TASK TO COMPLETE: Looking at the listing below, retype exactly the lines starting at the one containing "of the bush" and ending at the one containing "of the railway", both included, and nothing else.

DATA TO PROCESS:
+ + + +
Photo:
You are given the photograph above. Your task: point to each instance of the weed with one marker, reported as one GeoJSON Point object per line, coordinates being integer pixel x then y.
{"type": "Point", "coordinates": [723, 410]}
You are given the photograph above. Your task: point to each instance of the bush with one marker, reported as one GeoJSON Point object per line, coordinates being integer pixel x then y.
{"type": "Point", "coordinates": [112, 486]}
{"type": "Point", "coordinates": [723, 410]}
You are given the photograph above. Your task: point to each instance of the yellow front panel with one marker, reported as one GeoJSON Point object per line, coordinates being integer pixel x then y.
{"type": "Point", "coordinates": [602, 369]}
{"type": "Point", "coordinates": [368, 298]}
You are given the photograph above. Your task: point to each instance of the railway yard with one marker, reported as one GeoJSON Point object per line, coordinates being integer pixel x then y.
+ + + +
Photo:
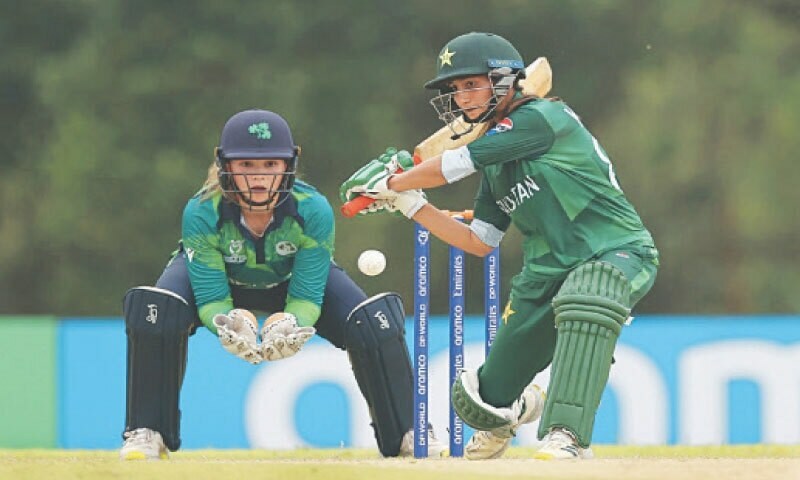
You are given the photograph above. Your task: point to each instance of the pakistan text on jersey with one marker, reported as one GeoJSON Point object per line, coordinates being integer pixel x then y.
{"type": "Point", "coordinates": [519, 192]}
+ + + +
ANSWER BOX:
You are given the photograph above. Your task: point to each instance of the bush with one marker, reported as one GeoJSON Point object per line, coordinates being integer pixel x then y.
{"type": "Point", "coordinates": [112, 486]}
{"type": "Point", "coordinates": [723, 410]}
You are given the photograph above. Your task: point to each instance of the yellow front panel with one marker, reported as one GeoJSON Point object per line, coordinates being integer pixel x then y.
{"type": "Point", "coordinates": [602, 369]}
{"type": "Point", "coordinates": [368, 298]}
You are given the photograph above. Your task: point to each instance of the railway yard with one marker, reported as one GeoJSON Point object per line, coordinates being integer pixel x then y.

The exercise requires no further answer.